● **Challenge**
Please reproduce the entries from the line with "[mask] outline **bench**" to the line with "[[[217,22],[218,0],[194,0],[124,94],[117,112],[124,110]]]", changing "outline" to "contour" and keeping everything else the same. Return only those lines.

● **Source data**

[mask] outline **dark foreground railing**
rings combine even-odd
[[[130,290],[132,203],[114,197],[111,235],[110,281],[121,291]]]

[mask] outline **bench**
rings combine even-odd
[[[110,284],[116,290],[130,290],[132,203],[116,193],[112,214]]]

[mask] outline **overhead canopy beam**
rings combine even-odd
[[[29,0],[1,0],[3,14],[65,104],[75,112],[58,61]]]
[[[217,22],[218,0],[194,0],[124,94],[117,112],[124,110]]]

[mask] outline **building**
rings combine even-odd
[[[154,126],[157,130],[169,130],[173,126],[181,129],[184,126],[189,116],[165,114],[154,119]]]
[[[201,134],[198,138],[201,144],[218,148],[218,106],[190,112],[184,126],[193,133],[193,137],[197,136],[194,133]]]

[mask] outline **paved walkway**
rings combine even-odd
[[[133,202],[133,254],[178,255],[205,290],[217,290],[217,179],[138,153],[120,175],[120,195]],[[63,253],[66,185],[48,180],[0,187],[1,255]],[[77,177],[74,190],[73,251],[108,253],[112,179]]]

● **Result**
[mask] contour **bench**
rings combine even-odd
[[[110,284],[116,290],[130,290],[132,203],[116,193],[112,214]]]

[mask] contour **overhead canopy beam**
rings combine even-odd
[[[29,0],[1,0],[3,14],[65,104],[75,112],[58,61]]]
[[[217,22],[218,0],[194,0],[124,94],[117,112],[124,110]]]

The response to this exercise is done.